PROBLEM REQUIREMENTS
Copy the records from the line containing "of the carved" through the end of the records, requests included. Add 66 to every number in the answer coordinates, and leave the sample coordinates in the requests as they are.

LISTING
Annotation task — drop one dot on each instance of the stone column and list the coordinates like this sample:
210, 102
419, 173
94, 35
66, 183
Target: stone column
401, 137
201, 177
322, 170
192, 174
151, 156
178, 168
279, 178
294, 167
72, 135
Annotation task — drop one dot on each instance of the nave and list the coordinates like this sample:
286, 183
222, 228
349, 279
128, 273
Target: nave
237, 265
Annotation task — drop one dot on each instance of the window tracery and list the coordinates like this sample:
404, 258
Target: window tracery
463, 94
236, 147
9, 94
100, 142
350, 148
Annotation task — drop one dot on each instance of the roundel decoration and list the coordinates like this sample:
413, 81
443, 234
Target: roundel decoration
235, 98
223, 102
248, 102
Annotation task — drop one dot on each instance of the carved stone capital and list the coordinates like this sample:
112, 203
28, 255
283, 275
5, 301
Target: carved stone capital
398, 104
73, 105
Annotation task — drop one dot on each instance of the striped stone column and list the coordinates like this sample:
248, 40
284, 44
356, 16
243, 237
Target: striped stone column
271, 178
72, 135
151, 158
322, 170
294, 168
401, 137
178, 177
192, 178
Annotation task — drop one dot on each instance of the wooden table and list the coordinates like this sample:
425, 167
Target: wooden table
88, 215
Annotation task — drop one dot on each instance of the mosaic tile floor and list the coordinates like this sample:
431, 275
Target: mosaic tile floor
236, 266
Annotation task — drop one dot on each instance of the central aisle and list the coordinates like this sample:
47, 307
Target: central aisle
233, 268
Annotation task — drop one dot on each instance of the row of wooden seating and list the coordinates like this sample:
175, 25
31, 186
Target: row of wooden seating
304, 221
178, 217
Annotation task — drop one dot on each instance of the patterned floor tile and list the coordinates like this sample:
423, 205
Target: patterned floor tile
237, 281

OUTPUT FOR THIS TASK
Annotation task — drop one dot on each instance of the carved stone capital and list the coordinates like this sample:
112, 203
28, 255
283, 275
5, 301
Target: carved stone capital
464, 170
139, 171
Annotation task — drop one dot on each instance of the striped stone column and list the coordinates like this sample:
248, 40
284, 44
356, 16
243, 237
Target: striped stone column
337, 244
138, 201
217, 224
388, 236
360, 234
467, 203
244, 243
258, 244
Annotation task — drop one dot on each instance of the wooden table and list the coordinates like this sample:
425, 167
Target: wooden table
154, 281
Annotation task — drop one dot on each instance of the mosaic tile floor and list the coordinates like this sample:
431, 275
Target: mosaic tile floor
302, 332
Annotation task — drop one dot on each instance of the central aisle and list the coordinates like this sample:
47, 307
Target: central aisle
299, 334
Annotation task — drop one dot on each instance of the row of wooden seating and list the coordinates like this sample:
175, 25
31, 186
Target: row of wooden seating
370, 287
244, 283
Annotation task — drop one dot on each instance of the patterned floor tile and list the coordinates like this sample:
423, 205
Target: patterned floor tile
303, 347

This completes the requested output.